■ THE TASK ■
Please rewrite the records as a Markdown table with the columns Row and Line, starting with the first line of the records and going on through the line with "50), (85, 55)]". Leave out blank lines and the pictures.

■ INFORMATION SHOWN ■
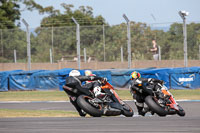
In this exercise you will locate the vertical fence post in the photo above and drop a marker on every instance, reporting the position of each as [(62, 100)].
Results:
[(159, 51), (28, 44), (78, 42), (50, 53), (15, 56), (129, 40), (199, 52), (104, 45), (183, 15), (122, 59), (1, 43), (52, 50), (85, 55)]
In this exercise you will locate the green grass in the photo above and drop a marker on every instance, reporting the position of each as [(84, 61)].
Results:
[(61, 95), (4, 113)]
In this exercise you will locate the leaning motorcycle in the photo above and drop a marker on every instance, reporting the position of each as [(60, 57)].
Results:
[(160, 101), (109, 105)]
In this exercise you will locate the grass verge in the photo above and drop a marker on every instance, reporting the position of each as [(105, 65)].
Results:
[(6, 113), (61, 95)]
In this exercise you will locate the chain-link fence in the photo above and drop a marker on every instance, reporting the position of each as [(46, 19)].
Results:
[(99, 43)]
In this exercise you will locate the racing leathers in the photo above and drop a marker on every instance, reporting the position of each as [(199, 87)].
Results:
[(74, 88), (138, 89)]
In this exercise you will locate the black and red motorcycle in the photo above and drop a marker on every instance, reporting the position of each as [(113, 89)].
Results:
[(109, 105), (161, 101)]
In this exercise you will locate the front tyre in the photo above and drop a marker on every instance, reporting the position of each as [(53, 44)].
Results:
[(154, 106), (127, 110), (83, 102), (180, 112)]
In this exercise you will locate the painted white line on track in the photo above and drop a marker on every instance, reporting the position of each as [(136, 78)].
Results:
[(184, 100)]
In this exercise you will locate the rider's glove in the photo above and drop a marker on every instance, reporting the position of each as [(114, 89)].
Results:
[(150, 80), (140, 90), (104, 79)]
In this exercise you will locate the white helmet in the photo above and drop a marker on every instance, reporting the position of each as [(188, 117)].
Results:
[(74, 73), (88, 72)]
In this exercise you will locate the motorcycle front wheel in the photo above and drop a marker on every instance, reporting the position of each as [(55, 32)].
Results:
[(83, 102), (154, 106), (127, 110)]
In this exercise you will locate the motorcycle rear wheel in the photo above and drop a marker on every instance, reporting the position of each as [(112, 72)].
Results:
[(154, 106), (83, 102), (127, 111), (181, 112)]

■ EXERCISE RESULT ■
| Row | Line |
|---|---|
| 1 | In this exercise you will locate the vertical fence post in the photo above and drop a marker on every instance, reporting the position of each as [(62, 100)]. |
| 2 | Results: |
| 3 | [(159, 51), (28, 44), (78, 42), (50, 53), (15, 56), (129, 40), (199, 52), (104, 45), (183, 15), (122, 59), (1, 43), (52, 50), (85, 55)] |